→ **Extracted entries**:
· · · · · · ·

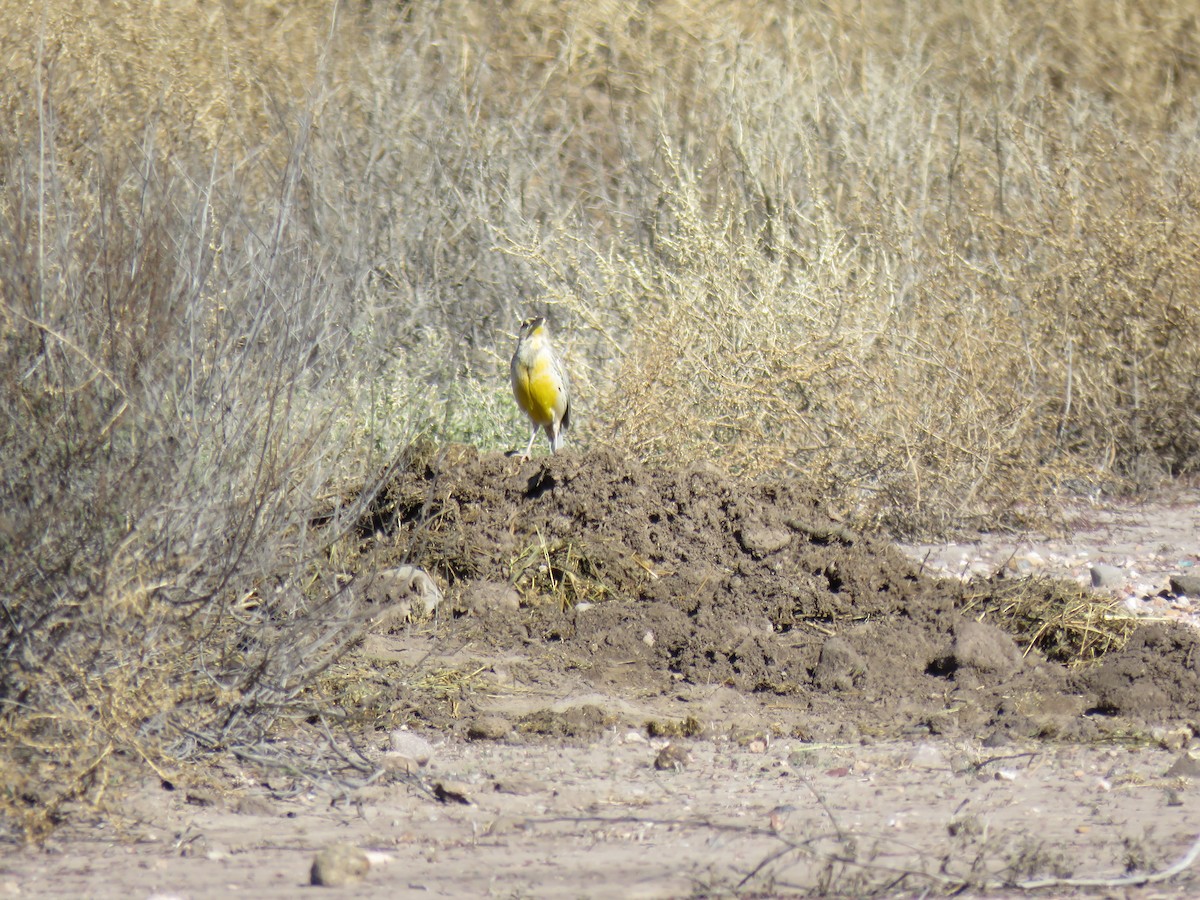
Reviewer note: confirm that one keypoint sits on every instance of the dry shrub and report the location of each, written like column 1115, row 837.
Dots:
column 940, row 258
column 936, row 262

· · · · · · ·

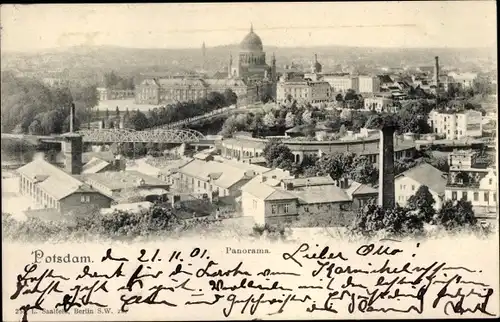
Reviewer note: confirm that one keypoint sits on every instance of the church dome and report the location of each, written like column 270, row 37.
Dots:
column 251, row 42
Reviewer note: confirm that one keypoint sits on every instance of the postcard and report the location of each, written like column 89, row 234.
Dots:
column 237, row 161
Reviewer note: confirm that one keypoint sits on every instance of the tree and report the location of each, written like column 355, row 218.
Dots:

· · · · · · ·

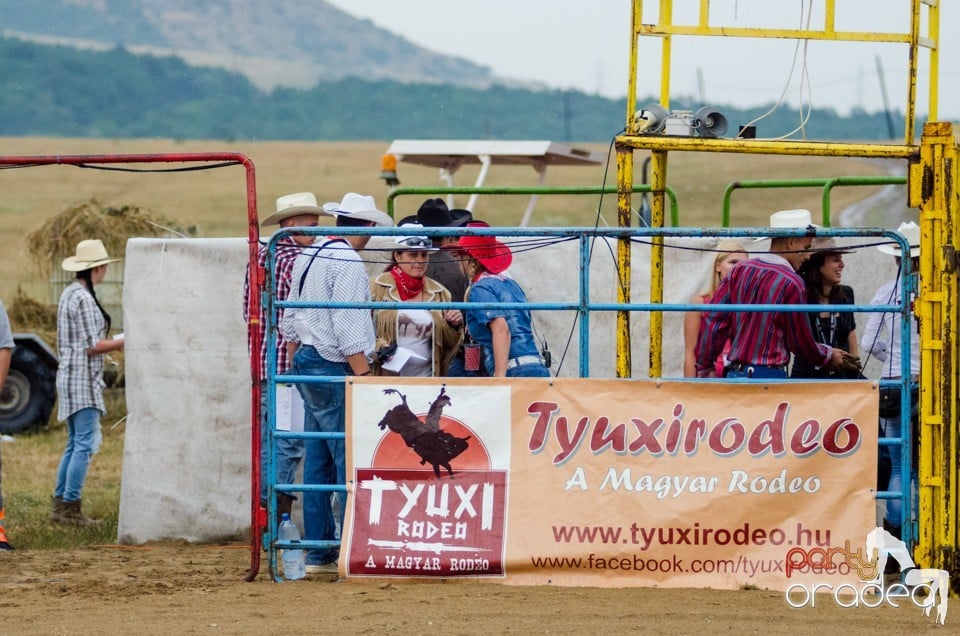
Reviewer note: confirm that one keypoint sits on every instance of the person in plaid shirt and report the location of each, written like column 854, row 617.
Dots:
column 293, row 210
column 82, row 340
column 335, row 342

· · · · · · ·

→ **Directions for this task**:
Could you reproduce only the part of the records that opens with the line containing "1115, row 837." and closes with the line containing "column 936, row 262", substituting "bush" for "shrub" and leaving everything else unchanged?

→ **Reply to the task**:
Reviewer note: confirm that one keypoint sits on every instance of the dry bush and report the location of each, written like column 1115, row 837.
Dots:
column 940, row 258
column 936, row 262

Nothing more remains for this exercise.